**Prompt**
Rewrite all lines of the records below, requests included, and shift every answer point by adding 37 to each of its two coordinates, leaving the sample coordinates in the requests unchanged. Leave the pictures out of your reply.

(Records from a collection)
=-=-=

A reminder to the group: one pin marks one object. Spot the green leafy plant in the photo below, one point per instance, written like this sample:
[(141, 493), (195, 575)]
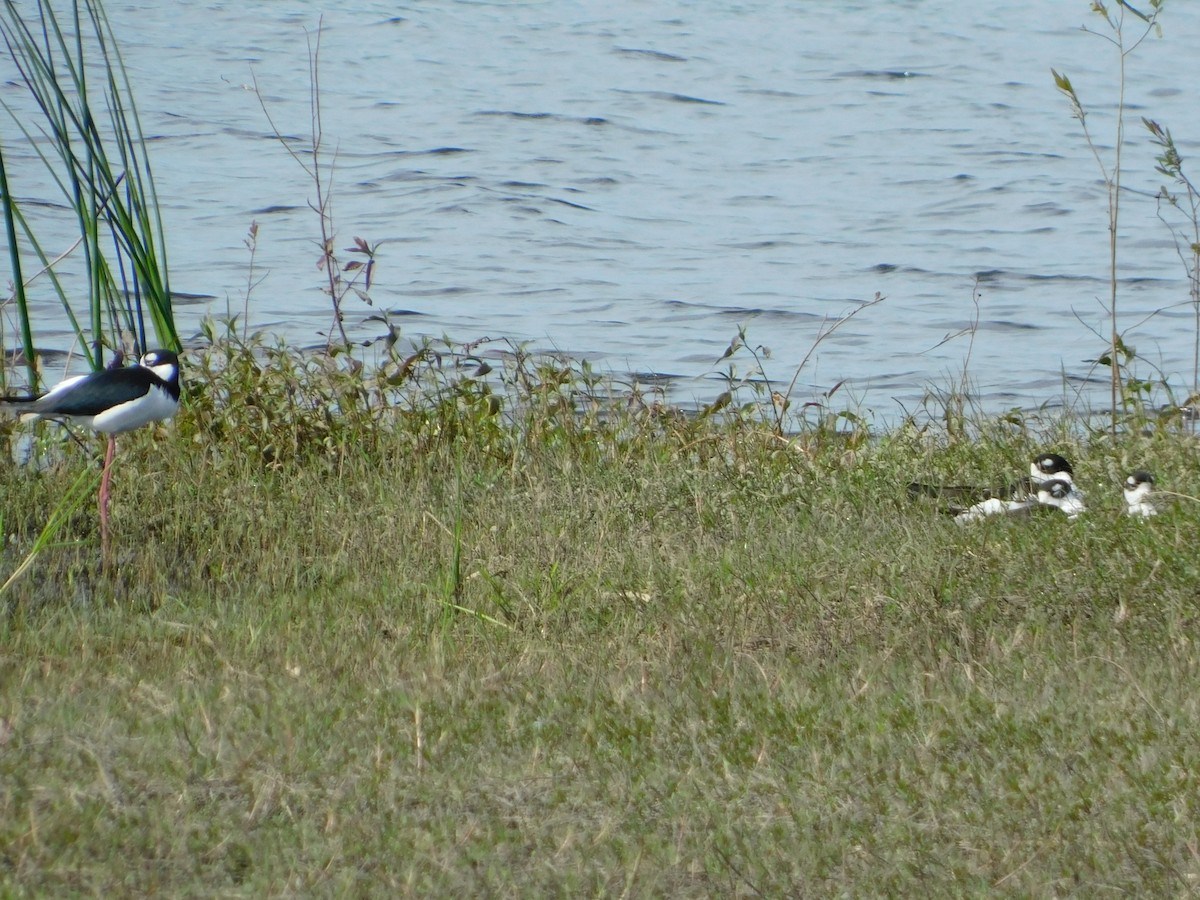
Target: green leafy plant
[(90, 141)]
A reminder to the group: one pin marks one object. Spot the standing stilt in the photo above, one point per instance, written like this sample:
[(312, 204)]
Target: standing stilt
[(111, 401)]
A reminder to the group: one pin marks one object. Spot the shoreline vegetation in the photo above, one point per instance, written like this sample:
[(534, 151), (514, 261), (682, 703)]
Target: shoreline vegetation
[(468, 621), (451, 645)]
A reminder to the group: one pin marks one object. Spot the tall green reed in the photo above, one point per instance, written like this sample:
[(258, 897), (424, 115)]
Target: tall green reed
[(90, 141)]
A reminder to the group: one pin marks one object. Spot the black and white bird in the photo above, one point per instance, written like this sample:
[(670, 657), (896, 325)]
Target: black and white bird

=-=-=

**Exercise answer**
A reminder to the group: one pin marks one object. Spot the green leafy plant in the photo below, one point per instance, written like this sample:
[(141, 493), (195, 575)]
Target: green leafy plant
[(127, 178)]
A reminder to the group: one pin marks one object. Spot the standing stilt in the photo above, one point per instance, written like this sample:
[(312, 204)]
Target: standing stilt
[(148, 438)]
A reminder to the group: one pin marks one object. Spot the shoreline vegetation in the photo above, one point per instance, written like this sample:
[(534, 151), (514, 261), (682, 703)]
Target: shoreline vegetation
[(505, 658), (488, 682)]
A reminder to the group: one pin marks one object. Spot the tall green reed in the photo above, one point per instance, written like this sample:
[(258, 897), (424, 115)]
Target: tall green reed
[(127, 178)]
A reminder to the group: one pin marks one object. Spot the black and white bird in the photo above, one point per instance, written like this sample:
[(670, 657), (896, 325)]
Target: black and white bird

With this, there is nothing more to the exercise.